## WHAT NEEDS TO BE DONE
Repeat the whole listing exactly.

## MATERIAL
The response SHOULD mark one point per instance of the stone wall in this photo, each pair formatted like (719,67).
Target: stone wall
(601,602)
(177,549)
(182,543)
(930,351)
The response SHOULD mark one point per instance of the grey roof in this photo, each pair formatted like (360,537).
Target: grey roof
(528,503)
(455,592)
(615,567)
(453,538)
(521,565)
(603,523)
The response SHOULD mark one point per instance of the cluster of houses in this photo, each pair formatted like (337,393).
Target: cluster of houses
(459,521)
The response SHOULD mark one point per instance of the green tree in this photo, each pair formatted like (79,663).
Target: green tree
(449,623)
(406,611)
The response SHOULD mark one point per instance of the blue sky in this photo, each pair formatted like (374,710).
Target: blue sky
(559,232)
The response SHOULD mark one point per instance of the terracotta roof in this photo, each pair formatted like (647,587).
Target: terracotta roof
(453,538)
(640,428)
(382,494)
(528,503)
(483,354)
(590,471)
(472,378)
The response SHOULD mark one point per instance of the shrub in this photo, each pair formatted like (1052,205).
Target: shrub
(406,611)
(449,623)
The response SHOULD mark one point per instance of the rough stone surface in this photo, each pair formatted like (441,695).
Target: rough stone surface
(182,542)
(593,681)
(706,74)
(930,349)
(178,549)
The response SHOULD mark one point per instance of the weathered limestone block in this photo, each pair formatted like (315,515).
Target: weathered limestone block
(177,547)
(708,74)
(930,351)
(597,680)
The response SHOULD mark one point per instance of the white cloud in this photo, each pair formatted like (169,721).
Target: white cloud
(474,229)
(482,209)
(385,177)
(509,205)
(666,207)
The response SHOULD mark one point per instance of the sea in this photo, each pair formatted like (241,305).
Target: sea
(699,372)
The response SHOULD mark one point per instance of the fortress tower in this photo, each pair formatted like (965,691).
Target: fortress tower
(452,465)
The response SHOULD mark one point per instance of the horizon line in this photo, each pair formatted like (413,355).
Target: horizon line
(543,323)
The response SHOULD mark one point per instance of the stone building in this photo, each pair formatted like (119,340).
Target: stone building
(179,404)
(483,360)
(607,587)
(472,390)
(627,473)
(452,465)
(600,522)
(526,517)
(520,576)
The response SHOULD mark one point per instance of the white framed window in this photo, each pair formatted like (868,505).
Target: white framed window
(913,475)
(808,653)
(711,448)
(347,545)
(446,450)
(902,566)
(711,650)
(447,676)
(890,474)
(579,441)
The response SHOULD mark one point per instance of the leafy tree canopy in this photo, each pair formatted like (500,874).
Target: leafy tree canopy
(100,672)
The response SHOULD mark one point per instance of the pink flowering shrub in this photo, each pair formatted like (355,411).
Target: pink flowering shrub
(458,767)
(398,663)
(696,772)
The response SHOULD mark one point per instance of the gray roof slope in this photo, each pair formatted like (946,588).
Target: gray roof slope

## ANSWER
The response SHOULD mark one point per instance of the stone wall in this photo, each pair formatted like (719,67).
Target: stone wall
(601,602)
(177,549)
(182,543)
(930,351)
The response SHOULD mark one point per instance of the grey roof in this photo, each pair formatted like (360,537).
Target: grey roof
(528,503)
(455,592)
(615,567)
(453,538)
(521,565)
(603,523)
The response SHOULD mark one point per instance of the cluster of houses in this photo, each pair formatted like (337,393).
Target: cluster of houses
(459,521)
The response SHOULD mark one point per instance of the green tree in this photo, each pair formatted like (79,663).
Target: green tree
(449,623)
(406,611)
The response SHOULD mark one point per instance of the blue sky in this photo, each pair formatted like (374,710).
Target: blue sky
(559,232)
The response SHOULD mark one point per instance of the terracotta roof in this photo, each pair formatted like (647,587).
Target: terracotta roof
(453,538)
(640,428)
(382,494)
(528,503)
(483,354)
(590,471)
(472,378)
The response SHOULD mark one point per instance of the shrub in this photo, each pair formatted like (1052,205).
Target: shrub
(406,611)
(449,623)
The response SHOULD mark one point per instance of the rough stone surface in this photo, each pair formatted like (441,695).
Target: rough stone surface
(182,542)
(593,681)
(706,74)
(930,349)
(178,549)
The response SHOULD mark one point per instance of the weathered limestone block in this photo, each pair formatted like (315,515).
Target: weathered limestone block
(177,547)
(708,74)
(930,351)
(597,680)
The response SHOULD mark one point per instance of the white cloud in this photo, each pair formatted like (169,721).
Target: white cloud
(474,229)
(482,209)
(385,177)
(509,205)
(666,207)
The response SHOULD mark one point per instance of the sea in this photo, each pair formatted like (241,305).
Target: sea
(699,372)
The response SHOULD mark one point per instance of the fortress tower in this photo, each pair formatted like (965,691).
Target: fortress tower
(452,465)
The response SHOULD mark one point per instance of the horizon line in this photo, each pair formatted like (413,355).
Target: horizon line
(543,323)
The response SHOULD mark one point per instance of the stone building in this photo, each pair formatted like (119,340).
Target: stone building
(179,404)
(483,360)
(607,587)
(472,390)
(627,473)
(452,465)
(600,522)
(526,517)
(520,576)
The response SHOULD mark one point per instance of the white framed window in this photo, each pair formatted like (868,505).
Target: white framed window
(913,475)
(808,653)
(711,448)
(347,545)
(446,450)
(902,566)
(711,650)
(447,676)
(890,474)
(579,441)
The response SHOULD mark one point per instance of the leafy tree canopy in this photo, each pair formatted like (500,874).
Target: leafy tree canopy
(100,672)
The response SHOULD mark one point per instance of the pink flowering shrub in this photo, each pair formatted like (355,411).
Target: pink flowering shrub
(458,767)
(398,663)
(696,772)
The response SHOULD mark one point per instance of the gray roof slope in this photo, each pair formatted like (946,588).
Target: gray roof slope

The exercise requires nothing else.